关于如何在使用scrapy时传入自定义参数,百度了很久,基本都是这种:
在命令行用crawl控制spider爬取的时候,加上-a选项,例如:
scrapy crawl myspider -a category=electronics
然后在spider里这样写:
import scrapy
class MySpider(scrapy.Spider):
name = 'myspider'
def __init__(self, category=None, *args, **kwargs):
super(MySpider, self).__init__(*args, **kwargs)
self.start_urls = ['http://www.example.com/categories/%s' % category]
也就是在spider的构造函数里加上带入的参数即可。
==================================================================================
不过这种方法感觉不够完美漂亮,后面在github查找百度贴吧的爬虫时,终于找到了一种完美的传入自定义参数 的方法,先看看那位大佬的写法:
scrapy run 仙剑五外传 -gs -p 5 12 -f thread_filter
使用只看楼主模式爬仙剑五外传吧精品帖中第5页到第12页的帖子,其中能通过过滤器filter.py
中的thread_filter
函数的帖子及其内容会被存入数据库。
地址是:https://github.com/Aqua-Dream/Tieba_Spider
============================================================================
让我稍微讲解下他的传入参数的过程跟方法:
先是作为启动的commands文件夹(跟spider文件夹同一级)里run.py文件:
import scrapy.commands.crawl as crawl
from scrapy.exceptions import UsageError
from scrapy.commands import ScrapyCommand
import config
import filter
class Command(crawl.Command):
def syntax(self):
return "<tieba_name> <database_name>"
def short_desc(self):
return "Crawl tieba"
def long_desc(self):
return "Crawl baidu tieba data to a MySQL database."
def add_options(self, parser):
ScrapyCommand.add_options(self, parser)
parser.add_option("-a", dest="spargs", action="append", default=[], metavar="NAME=VALUE",
help="set spider argument (may be repeated)")
parser.add_option("-o", "--output", metavar="FILE",
help="dump scraped items into FILE (use - for stdout)")
parser.add_option("-t", "--output-format", metavar="FORMAT",
help="format to use for dumping items with -o")
parser.add_option("-p", "--pages", nargs = 2, type="int", dest="pages", default=[],
help="set the range of pages you want to crawl")
parser.add_option("-g", "--good", action="store_true", dest="good_only", default=False,
help="only crawl good threads and their posts and comments")
parser.add_option("-f", "--filter", type="str", dest="filter", default="",
help='set function name in "filter.py" to filter threads')
parser.add_option("-s", "--see_lz", action="store_true", dest="see_lz", default=False,
help='enable "only see lz" mode')
def set_pages(self, pages):
if len(pages) == 0:
begin_page = 1
end_page = 999999
else:
begin_page = pages[0]
end_page = pages[1]
if begin_page <= 0:
raise UsageError("The number of begin page must not be less than 1!")
if begin_page > end_page:
raise UsageError("The number of end page must not be less than that of begin page!")

**任务要求**
列出原文中 run.py 的 add_options 方法里通过 parser.add_option 添加的全部命令行选项；若有长选项，须与短选项一并写出。

**所供材料**

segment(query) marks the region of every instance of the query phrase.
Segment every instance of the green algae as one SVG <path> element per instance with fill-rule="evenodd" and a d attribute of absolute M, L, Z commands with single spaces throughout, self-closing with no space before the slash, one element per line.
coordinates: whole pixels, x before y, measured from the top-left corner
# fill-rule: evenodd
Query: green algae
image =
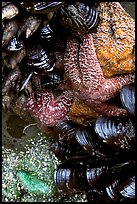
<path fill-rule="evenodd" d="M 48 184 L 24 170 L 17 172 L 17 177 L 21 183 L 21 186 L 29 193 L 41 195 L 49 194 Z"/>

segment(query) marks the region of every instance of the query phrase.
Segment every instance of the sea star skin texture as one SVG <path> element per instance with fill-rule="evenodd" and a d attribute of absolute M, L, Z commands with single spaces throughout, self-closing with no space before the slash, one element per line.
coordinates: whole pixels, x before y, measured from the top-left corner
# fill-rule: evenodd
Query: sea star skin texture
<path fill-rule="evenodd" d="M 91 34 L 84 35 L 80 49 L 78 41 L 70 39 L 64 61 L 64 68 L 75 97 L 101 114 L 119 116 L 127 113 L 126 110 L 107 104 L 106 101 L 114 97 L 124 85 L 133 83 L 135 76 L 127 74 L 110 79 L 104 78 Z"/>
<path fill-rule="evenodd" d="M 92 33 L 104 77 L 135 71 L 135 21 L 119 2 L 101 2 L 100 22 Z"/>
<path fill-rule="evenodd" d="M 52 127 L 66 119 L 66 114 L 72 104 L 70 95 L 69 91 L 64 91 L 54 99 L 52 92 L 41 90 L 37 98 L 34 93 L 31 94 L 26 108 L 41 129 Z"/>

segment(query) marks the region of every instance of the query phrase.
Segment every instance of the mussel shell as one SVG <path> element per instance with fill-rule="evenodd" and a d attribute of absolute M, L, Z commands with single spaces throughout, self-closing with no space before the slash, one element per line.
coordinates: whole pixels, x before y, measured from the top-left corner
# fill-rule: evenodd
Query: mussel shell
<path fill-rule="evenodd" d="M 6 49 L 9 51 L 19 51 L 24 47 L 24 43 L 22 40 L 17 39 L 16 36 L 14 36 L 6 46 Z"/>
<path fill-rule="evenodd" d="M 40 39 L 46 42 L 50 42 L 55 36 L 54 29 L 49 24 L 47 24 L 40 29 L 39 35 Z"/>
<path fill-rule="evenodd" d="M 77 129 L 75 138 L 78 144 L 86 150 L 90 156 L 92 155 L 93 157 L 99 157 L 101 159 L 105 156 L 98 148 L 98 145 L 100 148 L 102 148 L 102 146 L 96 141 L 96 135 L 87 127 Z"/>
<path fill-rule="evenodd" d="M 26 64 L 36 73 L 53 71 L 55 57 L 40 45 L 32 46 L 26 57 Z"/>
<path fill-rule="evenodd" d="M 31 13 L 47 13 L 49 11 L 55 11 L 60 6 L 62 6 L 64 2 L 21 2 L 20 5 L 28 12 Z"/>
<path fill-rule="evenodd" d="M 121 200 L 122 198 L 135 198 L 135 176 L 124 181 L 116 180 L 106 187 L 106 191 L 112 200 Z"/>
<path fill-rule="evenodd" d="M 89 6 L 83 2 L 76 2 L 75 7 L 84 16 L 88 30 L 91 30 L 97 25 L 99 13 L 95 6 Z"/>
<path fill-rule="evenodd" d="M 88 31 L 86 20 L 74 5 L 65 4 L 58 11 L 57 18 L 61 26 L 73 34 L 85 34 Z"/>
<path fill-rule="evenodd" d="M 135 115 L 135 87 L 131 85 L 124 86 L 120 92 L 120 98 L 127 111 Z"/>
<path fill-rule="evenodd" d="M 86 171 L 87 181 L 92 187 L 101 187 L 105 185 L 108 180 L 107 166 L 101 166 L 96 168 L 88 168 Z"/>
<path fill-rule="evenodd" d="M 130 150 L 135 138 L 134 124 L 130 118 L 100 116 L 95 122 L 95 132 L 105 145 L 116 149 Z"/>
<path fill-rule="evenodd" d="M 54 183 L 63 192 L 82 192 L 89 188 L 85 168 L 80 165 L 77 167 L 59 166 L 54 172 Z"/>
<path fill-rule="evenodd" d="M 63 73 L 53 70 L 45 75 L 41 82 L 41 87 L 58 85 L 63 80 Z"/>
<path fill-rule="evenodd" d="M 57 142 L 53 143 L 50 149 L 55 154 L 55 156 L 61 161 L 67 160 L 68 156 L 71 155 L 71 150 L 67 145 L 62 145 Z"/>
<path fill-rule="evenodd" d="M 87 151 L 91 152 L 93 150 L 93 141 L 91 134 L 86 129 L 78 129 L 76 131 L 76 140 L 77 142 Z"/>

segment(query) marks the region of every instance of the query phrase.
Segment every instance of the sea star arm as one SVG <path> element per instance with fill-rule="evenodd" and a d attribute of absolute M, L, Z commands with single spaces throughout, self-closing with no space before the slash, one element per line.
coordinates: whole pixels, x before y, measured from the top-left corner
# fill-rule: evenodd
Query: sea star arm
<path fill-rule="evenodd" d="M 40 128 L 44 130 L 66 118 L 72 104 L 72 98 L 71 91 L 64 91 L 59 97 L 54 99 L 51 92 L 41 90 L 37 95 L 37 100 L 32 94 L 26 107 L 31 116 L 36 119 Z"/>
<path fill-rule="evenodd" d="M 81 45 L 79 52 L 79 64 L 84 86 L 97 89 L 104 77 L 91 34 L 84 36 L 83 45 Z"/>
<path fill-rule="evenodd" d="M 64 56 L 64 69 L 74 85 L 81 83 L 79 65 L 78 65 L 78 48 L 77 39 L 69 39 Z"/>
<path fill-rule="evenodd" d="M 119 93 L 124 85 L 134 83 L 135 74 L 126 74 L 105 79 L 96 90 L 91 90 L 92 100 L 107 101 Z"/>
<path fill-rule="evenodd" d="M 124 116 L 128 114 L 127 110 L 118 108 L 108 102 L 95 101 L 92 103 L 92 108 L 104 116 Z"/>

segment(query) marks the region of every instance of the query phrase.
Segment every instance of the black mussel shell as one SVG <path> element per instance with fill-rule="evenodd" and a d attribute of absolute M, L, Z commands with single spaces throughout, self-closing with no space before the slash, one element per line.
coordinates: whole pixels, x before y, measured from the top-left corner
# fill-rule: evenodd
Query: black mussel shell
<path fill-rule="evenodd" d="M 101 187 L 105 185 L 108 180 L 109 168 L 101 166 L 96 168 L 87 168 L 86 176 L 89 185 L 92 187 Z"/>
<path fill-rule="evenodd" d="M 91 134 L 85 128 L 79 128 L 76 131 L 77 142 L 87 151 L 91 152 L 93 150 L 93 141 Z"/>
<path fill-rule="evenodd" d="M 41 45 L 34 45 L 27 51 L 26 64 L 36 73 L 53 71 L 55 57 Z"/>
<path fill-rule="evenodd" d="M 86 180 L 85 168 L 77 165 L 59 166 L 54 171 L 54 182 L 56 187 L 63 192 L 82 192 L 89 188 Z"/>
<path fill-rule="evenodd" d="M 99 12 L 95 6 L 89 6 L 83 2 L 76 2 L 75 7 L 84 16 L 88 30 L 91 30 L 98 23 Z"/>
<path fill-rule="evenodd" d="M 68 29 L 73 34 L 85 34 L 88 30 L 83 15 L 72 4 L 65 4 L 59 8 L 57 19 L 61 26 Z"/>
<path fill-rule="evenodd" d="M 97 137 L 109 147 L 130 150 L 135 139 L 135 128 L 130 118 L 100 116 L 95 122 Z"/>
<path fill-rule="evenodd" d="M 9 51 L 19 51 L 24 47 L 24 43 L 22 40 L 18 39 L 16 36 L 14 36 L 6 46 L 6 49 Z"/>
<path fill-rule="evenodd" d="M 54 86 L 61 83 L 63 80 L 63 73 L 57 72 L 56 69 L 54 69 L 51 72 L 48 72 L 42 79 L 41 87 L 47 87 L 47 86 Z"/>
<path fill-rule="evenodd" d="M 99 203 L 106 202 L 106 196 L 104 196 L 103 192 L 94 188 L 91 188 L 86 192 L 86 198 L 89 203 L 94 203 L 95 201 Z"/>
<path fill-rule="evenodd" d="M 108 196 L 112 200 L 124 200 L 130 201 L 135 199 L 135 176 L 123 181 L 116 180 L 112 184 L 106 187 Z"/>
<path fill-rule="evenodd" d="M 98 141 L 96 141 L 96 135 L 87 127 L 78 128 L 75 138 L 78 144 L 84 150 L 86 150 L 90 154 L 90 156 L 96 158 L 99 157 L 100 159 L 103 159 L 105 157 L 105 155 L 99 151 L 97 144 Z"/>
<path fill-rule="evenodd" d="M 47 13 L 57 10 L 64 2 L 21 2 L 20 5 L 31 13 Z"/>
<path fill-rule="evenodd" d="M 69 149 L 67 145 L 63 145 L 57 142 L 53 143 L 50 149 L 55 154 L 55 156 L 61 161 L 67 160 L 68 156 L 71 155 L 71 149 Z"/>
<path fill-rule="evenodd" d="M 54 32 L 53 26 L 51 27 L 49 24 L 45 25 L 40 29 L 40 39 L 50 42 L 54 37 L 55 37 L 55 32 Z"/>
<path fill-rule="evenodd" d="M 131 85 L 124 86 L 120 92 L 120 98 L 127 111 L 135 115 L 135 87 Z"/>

**完整答案**
-a
-o（--output）
-t（--output-format）
-p（--pages）
-g（--good）
-f（--filter）
-s（--see_lz）